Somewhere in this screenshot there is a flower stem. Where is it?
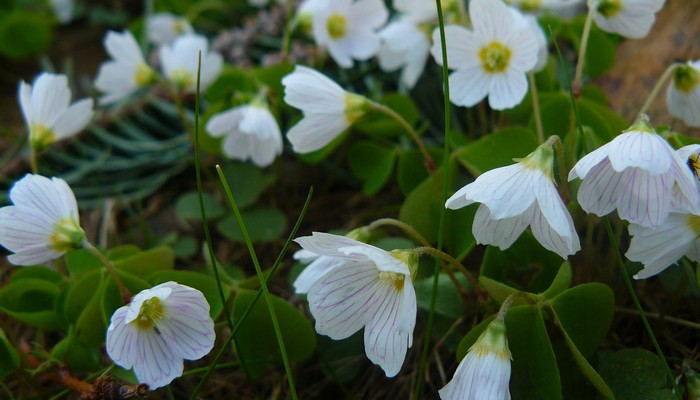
[369,101,435,175]
[527,71,544,144]
[413,0,451,400]
[367,218,430,247]
[83,239,132,304]
[637,63,682,115]
[571,4,593,98]
[603,217,682,400]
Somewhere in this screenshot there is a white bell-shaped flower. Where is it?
[19,72,94,151]
[295,232,417,377]
[106,282,215,389]
[0,174,85,265]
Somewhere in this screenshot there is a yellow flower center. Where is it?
[479,42,510,74]
[326,13,348,40]
[134,63,156,87]
[673,64,700,93]
[345,93,370,124]
[49,218,85,251]
[29,124,56,151]
[132,297,165,330]
[379,271,406,292]
[597,0,622,18]
[170,68,194,90]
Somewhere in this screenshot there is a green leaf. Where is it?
[413,273,471,319]
[0,278,61,330]
[551,283,615,357]
[456,127,549,176]
[348,140,396,196]
[354,93,420,137]
[148,271,231,318]
[222,163,275,209]
[544,262,572,299]
[216,208,287,242]
[0,329,19,379]
[233,289,316,379]
[600,349,676,400]
[481,231,561,293]
[0,8,53,60]
[175,191,226,221]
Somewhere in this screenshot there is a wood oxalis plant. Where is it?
[0,0,700,400]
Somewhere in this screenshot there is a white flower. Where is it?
[588,0,666,39]
[95,31,157,104]
[439,320,511,400]
[0,174,85,265]
[206,103,282,167]
[625,213,700,279]
[666,61,700,128]
[106,282,215,389]
[282,65,369,153]
[295,232,417,377]
[431,0,538,110]
[146,13,194,46]
[19,72,93,151]
[49,0,75,24]
[445,143,581,258]
[378,18,430,88]
[313,0,389,68]
[159,35,224,93]
[569,116,698,226]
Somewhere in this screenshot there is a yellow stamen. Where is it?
[479,42,511,74]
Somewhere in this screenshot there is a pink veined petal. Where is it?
[105,306,138,369]
[530,203,581,259]
[294,254,347,294]
[449,66,492,107]
[365,277,416,377]
[430,25,483,70]
[133,330,184,390]
[307,262,384,340]
[287,113,350,154]
[608,131,673,175]
[348,0,389,29]
[489,68,527,110]
[617,168,673,226]
[54,99,94,140]
[472,204,535,250]
[569,158,622,217]
[466,163,541,219]
[469,0,515,41]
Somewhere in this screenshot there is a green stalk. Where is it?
[413,0,450,400]
[190,187,313,400]
[216,165,297,400]
[193,51,233,329]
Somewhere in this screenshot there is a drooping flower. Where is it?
[666,60,700,128]
[159,34,224,93]
[282,65,369,153]
[295,232,417,377]
[206,102,282,167]
[431,0,538,110]
[625,213,700,279]
[588,0,666,39]
[569,115,698,227]
[445,143,581,258]
[106,282,215,389]
[439,320,511,400]
[313,0,389,68]
[378,18,430,88]
[19,72,93,151]
[0,174,85,265]
[95,31,157,104]
[146,13,194,46]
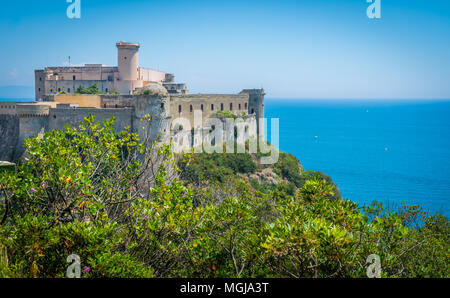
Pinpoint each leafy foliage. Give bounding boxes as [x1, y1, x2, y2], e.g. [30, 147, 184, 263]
[0, 117, 450, 278]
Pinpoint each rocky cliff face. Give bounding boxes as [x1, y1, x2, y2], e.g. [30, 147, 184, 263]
[0, 115, 19, 161]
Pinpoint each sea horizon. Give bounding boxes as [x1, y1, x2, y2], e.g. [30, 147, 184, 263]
[0, 97, 450, 216]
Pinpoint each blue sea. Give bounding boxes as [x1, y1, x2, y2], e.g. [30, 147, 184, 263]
[0, 99, 450, 216]
[265, 99, 450, 216]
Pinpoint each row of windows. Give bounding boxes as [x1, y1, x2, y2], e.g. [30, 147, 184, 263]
[48, 88, 109, 93]
[0, 106, 16, 110]
[178, 103, 248, 113]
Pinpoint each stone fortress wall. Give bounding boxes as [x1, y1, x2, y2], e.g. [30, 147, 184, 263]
[0, 42, 265, 161]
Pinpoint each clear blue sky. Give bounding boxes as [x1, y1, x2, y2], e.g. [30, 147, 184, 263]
[0, 0, 450, 99]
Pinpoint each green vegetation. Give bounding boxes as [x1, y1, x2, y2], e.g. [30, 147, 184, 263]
[0, 117, 450, 278]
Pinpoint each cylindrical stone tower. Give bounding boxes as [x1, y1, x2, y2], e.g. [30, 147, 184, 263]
[116, 41, 140, 81]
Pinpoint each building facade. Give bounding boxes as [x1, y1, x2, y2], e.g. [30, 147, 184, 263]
[0, 42, 265, 162]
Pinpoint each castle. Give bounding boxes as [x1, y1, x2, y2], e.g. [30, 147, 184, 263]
[0, 42, 265, 161]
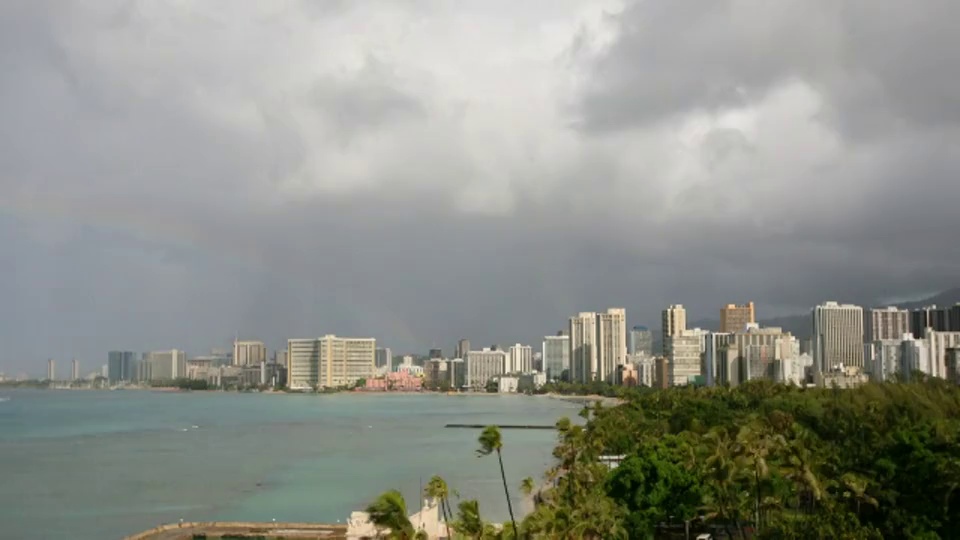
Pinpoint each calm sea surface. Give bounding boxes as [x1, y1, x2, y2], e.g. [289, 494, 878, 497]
[0, 390, 578, 540]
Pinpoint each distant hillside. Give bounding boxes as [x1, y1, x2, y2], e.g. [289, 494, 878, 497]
[653, 287, 960, 350]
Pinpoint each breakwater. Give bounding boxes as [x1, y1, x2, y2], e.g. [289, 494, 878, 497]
[443, 424, 557, 429]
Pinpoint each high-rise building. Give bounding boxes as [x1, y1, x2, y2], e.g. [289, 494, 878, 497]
[453, 339, 470, 359]
[594, 308, 628, 383]
[863, 340, 913, 382]
[543, 335, 570, 381]
[505, 343, 533, 373]
[947, 303, 960, 332]
[813, 302, 864, 378]
[924, 329, 960, 379]
[720, 302, 757, 334]
[660, 304, 687, 356]
[667, 330, 706, 386]
[899, 334, 933, 381]
[569, 311, 598, 383]
[465, 349, 508, 390]
[233, 341, 267, 366]
[374, 347, 393, 369]
[703, 332, 733, 386]
[107, 351, 138, 384]
[628, 326, 653, 360]
[287, 334, 377, 390]
[137, 349, 187, 381]
[910, 306, 950, 339]
[870, 306, 910, 341]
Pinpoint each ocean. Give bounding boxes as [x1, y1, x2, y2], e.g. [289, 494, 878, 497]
[0, 389, 578, 540]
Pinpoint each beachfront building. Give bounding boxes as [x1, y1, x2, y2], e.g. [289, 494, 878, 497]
[665, 329, 706, 386]
[287, 334, 377, 390]
[233, 341, 267, 366]
[720, 302, 757, 334]
[542, 333, 570, 381]
[465, 348, 507, 390]
[506, 343, 533, 373]
[813, 302, 864, 374]
[107, 351, 137, 384]
[137, 349, 187, 382]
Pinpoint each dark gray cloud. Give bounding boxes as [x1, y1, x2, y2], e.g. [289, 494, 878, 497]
[0, 0, 960, 374]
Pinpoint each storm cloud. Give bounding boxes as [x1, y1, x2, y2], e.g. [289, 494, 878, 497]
[0, 0, 960, 375]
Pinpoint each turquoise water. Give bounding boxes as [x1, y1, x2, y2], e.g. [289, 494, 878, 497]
[0, 390, 577, 540]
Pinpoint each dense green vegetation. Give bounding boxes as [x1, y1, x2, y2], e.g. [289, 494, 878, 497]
[366, 380, 960, 540]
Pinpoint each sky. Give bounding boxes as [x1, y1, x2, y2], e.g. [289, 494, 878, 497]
[0, 0, 960, 375]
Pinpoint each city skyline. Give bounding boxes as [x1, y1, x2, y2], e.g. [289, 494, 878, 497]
[11, 289, 960, 379]
[0, 0, 960, 373]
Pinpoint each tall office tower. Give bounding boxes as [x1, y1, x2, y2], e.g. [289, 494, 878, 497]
[924, 329, 960, 379]
[720, 302, 757, 334]
[910, 306, 950, 339]
[374, 347, 393, 369]
[464, 349, 508, 390]
[899, 334, 933, 381]
[287, 334, 377, 390]
[137, 349, 187, 381]
[506, 343, 533, 373]
[629, 326, 653, 358]
[703, 332, 733, 386]
[813, 302, 863, 376]
[660, 304, 687, 356]
[667, 330, 705, 386]
[233, 341, 267, 366]
[863, 340, 913, 382]
[569, 311, 598, 383]
[543, 335, 570, 381]
[947, 304, 960, 332]
[596, 308, 628, 383]
[870, 306, 910, 341]
[107, 351, 138, 384]
[453, 339, 470, 359]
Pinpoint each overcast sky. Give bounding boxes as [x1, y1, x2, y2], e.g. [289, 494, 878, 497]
[0, 0, 960, 375]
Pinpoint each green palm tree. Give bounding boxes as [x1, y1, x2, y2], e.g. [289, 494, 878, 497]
[520, 476, 534, 497]
[424, 475, 453, 538]
[367, 489, 417, 540]
[477, 426, 517, 538]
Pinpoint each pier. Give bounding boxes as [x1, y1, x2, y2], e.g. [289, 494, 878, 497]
[443, 424, 557, 429]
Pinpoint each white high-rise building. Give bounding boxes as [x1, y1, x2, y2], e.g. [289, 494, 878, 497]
[667, 329, 706, 386]
[863, 340, 913, 382]
[233, 341, 267, 366]
[569, 311, 599, 383]
[543, 335, 570, 381]
[660, 304, 687, 356]
[924, 328, 960, 379]
[813, 302, 864, 378]
[595, 308, 628, 383]
[287, 335, 377, 390]
[900, 334, 933, 381]
[465, 348, 509, 390]
[138, 349, 187, 381]
[870, 307, 910, 341]
[506, 343, 533, 373]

* [EXERCISE DIRECTIONS]:
Which lines in the records above contain the string "screenshot" with matching case? Gather and copy each of those lines in full.

* [COMPLETED TASK]:
Somewhere in this screenshot there is a flower stem. Where is it?
Somewhere in this screenshot there is a white bell-shaped flower. Where is it?
Somewhere in this screenshot there is a yellow flower center. Where is it?
Somewhere in this screenshot there is a green leaf. Where is it?
Somewhere in this screenshot there is a wood oxalis plant. Where is it?
Somewhere in this screenshot there is a white flower. Where is it?
Somewhere in this screenshot there is a yellow stamen. Where is it?
Somewhere in this screenshot there is a pink veined petal. Where is it?
Somewhere in this screenshot there is a green stalk. Where is it?
Somewhere in this screenshot there is a drooping flower. Where is it?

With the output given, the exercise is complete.